TRECHO DA PÁGINA:
*****
No entanto, mesmo sendo mundialmente conhecida e
cada vez mais diagnosticada precocemente, a condição ainda é pouco debatida na
sociedade. Segundo a Organização Mundial da Saúde (OMS), são mais de 70 milhões
de autistas diagnosticados em todo o mundo e, somente no Brasil, esse número é
de aproximadamente 2 milhões de pessoas. “Ainda falta a compreensão do que é o
autismo, principalmente aqui no nosso país, onde o assunto ainda é um tabu.
Poucos sabem sobre o autismo e muito menos como agir diante de um autista”,
avalia Esau Henrique Goes.
*****
(Itens armazenados de uma coleção)

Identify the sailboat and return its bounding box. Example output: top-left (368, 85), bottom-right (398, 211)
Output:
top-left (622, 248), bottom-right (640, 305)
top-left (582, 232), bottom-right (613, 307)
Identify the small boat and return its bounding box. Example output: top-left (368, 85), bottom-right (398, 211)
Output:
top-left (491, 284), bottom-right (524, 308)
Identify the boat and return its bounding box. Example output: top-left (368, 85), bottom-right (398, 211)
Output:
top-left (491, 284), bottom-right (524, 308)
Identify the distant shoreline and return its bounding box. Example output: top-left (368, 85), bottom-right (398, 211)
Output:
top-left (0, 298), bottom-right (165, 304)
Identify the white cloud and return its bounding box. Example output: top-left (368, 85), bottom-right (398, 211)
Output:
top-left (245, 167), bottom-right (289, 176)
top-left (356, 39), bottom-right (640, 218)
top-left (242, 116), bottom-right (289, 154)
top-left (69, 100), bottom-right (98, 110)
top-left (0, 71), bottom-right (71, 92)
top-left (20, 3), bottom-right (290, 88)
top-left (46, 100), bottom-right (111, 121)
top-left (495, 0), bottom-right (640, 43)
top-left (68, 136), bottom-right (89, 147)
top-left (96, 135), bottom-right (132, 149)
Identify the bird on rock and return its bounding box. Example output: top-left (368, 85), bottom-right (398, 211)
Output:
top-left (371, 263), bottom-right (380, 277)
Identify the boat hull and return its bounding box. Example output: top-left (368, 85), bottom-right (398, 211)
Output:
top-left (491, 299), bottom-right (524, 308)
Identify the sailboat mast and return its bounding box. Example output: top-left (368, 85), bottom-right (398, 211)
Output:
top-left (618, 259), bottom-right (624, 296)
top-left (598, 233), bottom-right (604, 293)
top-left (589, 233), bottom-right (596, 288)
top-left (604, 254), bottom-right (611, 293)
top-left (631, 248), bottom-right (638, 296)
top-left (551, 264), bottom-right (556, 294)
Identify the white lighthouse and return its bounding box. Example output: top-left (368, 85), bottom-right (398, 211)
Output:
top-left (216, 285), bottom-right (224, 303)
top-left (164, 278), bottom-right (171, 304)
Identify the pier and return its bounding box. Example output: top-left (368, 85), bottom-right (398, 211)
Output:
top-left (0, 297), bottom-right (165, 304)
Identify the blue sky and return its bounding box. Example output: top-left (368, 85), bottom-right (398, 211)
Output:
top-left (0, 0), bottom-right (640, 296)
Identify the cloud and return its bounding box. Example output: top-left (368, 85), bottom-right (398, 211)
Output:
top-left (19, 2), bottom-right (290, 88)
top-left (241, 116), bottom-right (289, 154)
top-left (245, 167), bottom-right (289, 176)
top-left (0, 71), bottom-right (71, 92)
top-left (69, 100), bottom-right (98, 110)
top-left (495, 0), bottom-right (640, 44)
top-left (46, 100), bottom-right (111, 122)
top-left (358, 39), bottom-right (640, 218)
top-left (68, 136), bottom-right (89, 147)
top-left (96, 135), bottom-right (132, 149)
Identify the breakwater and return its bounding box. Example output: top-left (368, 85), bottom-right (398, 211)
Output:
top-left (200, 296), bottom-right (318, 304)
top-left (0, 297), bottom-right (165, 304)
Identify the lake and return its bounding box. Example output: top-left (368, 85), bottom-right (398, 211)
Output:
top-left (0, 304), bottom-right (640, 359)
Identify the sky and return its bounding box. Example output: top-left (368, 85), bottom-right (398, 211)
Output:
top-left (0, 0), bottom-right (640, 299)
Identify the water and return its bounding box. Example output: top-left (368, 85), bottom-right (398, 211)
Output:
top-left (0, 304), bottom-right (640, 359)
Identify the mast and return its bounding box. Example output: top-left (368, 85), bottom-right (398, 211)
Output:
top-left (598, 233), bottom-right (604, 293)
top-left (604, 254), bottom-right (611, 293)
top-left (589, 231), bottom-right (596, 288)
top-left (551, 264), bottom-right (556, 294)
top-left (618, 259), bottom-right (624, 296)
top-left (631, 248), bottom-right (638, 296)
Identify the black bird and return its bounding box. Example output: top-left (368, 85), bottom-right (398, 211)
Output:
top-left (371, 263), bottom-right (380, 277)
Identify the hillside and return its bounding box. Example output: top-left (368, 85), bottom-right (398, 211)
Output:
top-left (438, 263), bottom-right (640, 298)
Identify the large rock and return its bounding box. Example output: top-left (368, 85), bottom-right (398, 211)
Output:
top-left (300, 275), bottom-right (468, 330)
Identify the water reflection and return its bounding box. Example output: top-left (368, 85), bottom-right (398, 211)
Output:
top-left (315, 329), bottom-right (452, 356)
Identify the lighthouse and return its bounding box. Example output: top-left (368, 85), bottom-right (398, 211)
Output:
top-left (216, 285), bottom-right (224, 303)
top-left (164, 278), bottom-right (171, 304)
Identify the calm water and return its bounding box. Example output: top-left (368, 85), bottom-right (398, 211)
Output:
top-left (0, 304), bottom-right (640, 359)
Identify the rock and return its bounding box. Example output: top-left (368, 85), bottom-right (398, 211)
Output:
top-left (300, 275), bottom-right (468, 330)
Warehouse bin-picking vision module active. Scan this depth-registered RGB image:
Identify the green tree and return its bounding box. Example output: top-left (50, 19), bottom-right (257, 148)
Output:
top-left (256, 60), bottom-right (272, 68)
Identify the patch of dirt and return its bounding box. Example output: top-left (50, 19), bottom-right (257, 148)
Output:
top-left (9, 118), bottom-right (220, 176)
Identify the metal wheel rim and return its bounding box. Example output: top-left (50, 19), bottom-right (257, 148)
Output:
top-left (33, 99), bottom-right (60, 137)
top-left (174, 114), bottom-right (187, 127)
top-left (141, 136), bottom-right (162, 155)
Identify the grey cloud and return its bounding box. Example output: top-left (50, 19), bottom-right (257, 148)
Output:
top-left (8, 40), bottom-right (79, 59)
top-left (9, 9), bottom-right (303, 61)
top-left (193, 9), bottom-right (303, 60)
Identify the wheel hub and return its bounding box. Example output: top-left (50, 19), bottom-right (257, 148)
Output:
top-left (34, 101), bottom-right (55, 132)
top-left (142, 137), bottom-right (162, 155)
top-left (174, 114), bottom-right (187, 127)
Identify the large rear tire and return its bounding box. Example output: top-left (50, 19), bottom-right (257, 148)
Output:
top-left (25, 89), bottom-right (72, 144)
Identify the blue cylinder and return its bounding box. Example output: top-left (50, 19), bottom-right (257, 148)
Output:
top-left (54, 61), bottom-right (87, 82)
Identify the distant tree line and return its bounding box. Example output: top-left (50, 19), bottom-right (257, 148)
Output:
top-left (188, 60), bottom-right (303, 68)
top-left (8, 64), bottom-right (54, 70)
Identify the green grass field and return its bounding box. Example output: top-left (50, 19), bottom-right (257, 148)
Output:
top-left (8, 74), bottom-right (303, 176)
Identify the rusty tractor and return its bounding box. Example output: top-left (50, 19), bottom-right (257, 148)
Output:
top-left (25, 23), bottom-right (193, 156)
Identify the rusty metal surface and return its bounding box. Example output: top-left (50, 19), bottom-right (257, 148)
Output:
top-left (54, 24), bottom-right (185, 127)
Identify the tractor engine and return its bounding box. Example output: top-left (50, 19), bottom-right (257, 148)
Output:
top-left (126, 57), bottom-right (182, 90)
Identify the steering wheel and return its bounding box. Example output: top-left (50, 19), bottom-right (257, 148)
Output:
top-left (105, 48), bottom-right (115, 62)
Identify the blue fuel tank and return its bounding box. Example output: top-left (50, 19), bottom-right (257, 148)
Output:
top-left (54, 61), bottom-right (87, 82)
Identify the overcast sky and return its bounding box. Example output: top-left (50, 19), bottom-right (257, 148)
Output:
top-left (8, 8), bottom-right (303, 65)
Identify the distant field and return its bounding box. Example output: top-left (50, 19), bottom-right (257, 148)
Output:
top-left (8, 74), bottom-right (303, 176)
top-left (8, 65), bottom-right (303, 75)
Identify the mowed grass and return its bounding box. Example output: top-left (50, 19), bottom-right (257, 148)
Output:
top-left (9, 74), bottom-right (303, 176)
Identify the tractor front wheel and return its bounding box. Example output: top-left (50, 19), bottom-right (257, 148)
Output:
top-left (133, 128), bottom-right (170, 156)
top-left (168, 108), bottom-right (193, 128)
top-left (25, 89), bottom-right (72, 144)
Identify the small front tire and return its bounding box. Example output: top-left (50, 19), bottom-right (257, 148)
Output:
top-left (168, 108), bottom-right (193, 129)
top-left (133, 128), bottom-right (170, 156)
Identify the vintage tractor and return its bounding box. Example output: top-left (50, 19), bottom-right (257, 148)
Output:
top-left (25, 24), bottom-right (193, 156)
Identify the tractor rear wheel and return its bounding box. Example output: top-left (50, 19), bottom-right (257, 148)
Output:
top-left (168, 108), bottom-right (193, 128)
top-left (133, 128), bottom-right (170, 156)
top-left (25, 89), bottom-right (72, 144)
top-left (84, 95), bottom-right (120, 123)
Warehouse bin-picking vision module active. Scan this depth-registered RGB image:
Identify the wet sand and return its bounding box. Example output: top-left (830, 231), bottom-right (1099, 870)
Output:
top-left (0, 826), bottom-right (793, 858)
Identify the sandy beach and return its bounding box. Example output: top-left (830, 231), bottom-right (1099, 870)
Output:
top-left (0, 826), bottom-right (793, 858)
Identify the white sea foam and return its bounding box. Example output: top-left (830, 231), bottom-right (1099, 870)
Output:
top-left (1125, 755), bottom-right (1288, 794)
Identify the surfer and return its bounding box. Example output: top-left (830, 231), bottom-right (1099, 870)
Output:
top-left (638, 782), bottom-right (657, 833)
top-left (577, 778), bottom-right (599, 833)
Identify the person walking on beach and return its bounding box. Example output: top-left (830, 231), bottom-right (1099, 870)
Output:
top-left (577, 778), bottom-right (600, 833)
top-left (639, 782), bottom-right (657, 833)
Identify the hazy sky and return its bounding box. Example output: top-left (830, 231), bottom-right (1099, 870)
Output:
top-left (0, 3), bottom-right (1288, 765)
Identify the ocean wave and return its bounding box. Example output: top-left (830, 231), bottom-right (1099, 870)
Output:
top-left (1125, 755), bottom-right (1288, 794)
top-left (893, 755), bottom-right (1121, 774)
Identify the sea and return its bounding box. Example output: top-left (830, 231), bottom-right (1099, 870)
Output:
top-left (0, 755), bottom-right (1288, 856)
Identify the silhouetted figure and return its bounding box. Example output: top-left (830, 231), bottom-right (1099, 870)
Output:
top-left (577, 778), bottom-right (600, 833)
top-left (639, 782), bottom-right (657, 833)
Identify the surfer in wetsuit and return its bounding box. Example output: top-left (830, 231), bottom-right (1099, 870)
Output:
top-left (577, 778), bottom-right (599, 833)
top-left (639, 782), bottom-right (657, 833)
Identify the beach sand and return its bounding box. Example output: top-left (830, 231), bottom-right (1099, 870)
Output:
*****
REQUISITO: Continue o texto sobre o autismo a partir da última frase apresentada.

RESULTADO DA TAREFA:
Henrique, como prefere ser chamado, tem 28 anos e
foi diagnosticado com TEA recentemente, aos 26. Funcionário do Grupo Marista,
ele exerce o cargo de operador de teleatendimento, na PUCPR, o qual foi
conquistado por meio de um mutirão de vagas PcD, realizado em 2022. Hoje, ele
tem bons amigos e colegas de trabalho, mas nem sempre foi assim. Por ter
recebido o laudo tardio, Henrique sofreu com o preconceito em seus antigos
trabalhos e também na escola, fatos que faziam com que ele mesmo não
conseguisse se entender.
“Por que eu sou assim?”, era a pergunta que se
fazia cada vez que sofria algum ataque. “Não entendia o motivo de ser vítima de
bullying
apenas por ser diferente. Depois do meu diagnóstico, consegui me
entender melhor. Hoje, não tenho vergonha de ser autista e assumo com orgulho a
minha condição. Tenho que matar dois leões por dia, tanto na vida pessoal
quanto na profissional, e essa é a mesma luta da comunidade autista. Por
isso, quanto mais pessoas souberem e mais informações forem distribuídas sobre
a nossa condição, é melhor, não só para a sociedade entender a gente, como pra
gente conseguir se enturmar na sociedade”, ressalta.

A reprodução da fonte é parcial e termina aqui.